Material shown =
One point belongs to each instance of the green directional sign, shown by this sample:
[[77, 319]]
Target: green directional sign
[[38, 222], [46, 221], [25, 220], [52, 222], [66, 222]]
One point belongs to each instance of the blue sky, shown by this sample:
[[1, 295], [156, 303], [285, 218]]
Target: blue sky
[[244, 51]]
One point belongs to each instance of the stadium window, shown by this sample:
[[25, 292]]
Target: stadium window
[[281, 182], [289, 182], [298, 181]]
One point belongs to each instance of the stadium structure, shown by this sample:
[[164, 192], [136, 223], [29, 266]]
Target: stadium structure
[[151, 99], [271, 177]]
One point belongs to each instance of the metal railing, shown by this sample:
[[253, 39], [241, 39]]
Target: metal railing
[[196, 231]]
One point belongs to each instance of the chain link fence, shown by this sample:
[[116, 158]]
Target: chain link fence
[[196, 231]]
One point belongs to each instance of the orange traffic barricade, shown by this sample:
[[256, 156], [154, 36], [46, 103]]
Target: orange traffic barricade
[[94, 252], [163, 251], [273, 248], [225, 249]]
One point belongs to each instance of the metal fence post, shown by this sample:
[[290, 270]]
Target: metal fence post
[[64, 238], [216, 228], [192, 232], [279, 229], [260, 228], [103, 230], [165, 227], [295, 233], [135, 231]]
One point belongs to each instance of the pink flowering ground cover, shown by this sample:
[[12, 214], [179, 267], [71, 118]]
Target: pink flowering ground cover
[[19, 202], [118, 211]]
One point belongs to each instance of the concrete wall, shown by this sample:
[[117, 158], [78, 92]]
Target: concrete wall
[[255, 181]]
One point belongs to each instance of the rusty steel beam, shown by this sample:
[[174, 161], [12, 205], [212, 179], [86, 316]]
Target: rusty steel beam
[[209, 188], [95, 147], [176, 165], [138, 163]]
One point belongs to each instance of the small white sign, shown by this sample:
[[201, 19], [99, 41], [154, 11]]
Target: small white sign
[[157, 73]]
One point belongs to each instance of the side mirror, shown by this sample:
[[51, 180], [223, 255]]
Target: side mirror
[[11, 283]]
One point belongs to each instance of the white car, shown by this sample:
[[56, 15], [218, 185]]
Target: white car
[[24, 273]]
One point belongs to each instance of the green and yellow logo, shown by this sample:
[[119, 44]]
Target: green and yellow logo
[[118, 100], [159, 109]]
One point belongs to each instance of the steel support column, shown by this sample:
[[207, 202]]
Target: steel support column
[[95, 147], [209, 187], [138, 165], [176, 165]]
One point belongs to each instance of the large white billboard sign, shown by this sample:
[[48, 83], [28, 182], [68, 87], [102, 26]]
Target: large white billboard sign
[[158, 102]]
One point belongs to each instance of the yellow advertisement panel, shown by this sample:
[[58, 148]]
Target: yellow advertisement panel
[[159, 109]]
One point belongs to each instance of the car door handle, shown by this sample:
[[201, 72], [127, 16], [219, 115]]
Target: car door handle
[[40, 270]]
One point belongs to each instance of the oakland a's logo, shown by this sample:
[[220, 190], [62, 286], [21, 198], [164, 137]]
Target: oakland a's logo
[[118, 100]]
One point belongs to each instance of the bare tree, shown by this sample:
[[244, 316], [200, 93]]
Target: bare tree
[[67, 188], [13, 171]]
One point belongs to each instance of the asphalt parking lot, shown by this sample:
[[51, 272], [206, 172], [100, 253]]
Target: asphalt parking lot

Assigned task = Only the lines from the one containing "Target: bare tree" through the final line of the data belong in the answer, repeated exactly.

Completed task =
Target: bare tree
[[67, 188], [13, 171]]
One point belongs to each instance of the asphalt parking lot, shown by this sample:
[[51, 272], [206, 172], [100, 253]]
Target: asphalt parking lot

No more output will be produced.